▶ **Exercise goal**
Give as output the line that contains "slope, one per animal or object that matches.", followed by every remaining line of the entries, unchanged and with nothing added.

▶ **Excerpted data**
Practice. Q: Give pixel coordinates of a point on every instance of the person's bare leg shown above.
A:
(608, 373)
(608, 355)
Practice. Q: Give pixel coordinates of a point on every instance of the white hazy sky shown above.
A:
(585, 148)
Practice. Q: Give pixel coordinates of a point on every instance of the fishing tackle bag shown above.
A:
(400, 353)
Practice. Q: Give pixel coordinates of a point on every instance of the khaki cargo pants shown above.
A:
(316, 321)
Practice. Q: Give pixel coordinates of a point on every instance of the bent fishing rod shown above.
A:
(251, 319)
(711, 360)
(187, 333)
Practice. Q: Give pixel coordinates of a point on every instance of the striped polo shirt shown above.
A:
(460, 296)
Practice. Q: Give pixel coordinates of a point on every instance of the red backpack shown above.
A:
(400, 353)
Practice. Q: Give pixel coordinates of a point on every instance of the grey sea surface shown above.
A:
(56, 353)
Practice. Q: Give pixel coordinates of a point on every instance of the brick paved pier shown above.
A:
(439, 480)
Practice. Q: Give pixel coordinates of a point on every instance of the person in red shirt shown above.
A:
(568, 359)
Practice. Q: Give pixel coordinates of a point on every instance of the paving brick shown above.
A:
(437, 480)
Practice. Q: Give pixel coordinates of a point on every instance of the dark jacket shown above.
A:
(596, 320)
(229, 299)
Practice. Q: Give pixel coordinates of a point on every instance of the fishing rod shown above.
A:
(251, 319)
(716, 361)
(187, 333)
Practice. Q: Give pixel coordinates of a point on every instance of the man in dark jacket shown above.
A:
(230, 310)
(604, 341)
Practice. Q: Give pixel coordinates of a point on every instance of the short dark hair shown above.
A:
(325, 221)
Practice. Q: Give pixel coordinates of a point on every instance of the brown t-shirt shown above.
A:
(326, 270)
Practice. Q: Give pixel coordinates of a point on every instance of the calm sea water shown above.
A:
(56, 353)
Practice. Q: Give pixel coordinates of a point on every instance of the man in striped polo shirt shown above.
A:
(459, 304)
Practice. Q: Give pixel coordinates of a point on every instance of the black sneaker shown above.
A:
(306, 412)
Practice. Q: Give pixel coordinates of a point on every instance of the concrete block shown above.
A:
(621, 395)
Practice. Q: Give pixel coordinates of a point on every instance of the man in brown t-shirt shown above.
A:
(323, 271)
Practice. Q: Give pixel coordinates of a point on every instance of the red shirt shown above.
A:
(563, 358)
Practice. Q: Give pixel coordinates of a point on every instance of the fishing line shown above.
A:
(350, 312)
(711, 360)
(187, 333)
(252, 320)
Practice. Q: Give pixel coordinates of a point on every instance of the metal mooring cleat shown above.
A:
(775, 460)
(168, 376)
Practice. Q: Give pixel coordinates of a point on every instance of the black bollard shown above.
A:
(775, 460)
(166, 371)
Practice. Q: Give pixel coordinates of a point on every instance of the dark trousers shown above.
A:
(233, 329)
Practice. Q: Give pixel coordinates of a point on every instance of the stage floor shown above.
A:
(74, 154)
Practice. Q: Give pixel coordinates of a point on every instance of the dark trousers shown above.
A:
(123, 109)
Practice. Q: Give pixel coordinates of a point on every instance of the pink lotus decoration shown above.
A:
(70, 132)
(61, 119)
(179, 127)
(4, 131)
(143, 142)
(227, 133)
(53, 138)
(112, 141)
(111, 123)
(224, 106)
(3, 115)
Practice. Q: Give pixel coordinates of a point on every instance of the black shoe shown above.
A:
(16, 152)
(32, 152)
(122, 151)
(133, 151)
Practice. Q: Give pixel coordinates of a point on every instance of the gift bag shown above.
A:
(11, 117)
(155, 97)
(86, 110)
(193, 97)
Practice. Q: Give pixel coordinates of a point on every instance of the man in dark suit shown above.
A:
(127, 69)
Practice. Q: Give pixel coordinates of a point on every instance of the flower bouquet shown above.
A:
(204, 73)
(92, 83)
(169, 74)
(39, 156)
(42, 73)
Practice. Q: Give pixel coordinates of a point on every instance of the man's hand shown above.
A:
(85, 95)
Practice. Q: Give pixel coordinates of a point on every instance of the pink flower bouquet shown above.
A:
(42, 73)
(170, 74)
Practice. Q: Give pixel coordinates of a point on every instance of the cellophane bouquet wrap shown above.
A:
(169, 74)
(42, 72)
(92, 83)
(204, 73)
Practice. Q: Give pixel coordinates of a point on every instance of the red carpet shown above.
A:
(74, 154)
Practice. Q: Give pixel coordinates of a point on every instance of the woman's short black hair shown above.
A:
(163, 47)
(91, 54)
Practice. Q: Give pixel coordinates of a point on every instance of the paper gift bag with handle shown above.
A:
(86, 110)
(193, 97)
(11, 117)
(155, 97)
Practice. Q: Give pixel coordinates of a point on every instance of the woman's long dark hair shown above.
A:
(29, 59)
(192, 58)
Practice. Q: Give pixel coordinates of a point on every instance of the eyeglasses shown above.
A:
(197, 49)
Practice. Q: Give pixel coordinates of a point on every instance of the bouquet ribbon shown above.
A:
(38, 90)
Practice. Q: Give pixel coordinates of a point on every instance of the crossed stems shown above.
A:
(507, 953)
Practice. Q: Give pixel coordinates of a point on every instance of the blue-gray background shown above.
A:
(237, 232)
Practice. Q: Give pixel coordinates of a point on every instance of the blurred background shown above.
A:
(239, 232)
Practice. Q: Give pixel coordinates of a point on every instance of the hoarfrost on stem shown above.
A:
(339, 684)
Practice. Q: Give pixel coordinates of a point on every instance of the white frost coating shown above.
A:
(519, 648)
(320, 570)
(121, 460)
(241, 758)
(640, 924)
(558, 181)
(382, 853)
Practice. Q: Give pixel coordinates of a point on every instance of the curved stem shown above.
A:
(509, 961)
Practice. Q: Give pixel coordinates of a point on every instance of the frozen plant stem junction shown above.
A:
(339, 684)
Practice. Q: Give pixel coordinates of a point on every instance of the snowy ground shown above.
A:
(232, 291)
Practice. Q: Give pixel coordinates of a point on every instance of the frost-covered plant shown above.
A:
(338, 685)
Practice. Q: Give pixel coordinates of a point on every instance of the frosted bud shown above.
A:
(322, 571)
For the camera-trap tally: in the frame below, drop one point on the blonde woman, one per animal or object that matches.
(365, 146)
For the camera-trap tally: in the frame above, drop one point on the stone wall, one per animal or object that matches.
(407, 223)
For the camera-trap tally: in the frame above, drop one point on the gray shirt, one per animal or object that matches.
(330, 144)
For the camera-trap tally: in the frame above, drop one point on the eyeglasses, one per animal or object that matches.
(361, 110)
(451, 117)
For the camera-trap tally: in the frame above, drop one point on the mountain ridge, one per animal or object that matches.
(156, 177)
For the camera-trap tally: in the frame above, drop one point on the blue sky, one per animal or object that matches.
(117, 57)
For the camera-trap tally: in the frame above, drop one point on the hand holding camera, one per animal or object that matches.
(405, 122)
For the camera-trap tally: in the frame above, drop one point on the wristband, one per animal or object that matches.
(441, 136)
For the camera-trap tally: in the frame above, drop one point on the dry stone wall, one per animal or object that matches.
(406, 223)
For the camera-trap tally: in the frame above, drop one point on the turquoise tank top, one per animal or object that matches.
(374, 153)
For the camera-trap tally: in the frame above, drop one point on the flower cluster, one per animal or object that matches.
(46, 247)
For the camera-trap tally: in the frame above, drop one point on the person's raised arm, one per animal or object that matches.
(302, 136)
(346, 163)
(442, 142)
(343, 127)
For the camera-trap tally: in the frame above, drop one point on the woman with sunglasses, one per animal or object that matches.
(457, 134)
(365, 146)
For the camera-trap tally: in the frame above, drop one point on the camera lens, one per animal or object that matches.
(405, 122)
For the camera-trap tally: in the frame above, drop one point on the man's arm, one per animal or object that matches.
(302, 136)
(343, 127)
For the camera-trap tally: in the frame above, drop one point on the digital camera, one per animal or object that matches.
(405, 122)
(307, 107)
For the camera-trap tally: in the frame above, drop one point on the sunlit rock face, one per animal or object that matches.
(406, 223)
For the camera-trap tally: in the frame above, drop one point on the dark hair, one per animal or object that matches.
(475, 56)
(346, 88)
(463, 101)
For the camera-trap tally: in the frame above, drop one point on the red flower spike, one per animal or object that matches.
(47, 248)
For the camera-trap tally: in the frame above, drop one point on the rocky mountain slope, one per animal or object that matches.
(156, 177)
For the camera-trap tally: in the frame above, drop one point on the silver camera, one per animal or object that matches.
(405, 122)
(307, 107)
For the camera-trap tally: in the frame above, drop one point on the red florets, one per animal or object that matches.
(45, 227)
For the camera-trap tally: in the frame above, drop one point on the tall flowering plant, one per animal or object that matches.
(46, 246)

▶ **Complete response**
For the camera-trap tally: in the frame above, drop one point on the rocky mountain slope, one per animal or object that matches.
(156, 177)
For the camera-trap tally: in the frame above, drop one point on the silver camera, one per animal or object that matches.
(405, 122)
(307, 107)
For the camera-trap tally: in the frame above, drop one point on the red florets, one per animal or object that matches.
(45, 227)
For the camera-trap tally: in the frame above, drop one point on the tall flowering plant, one per animal or object that matches.
(46, 246)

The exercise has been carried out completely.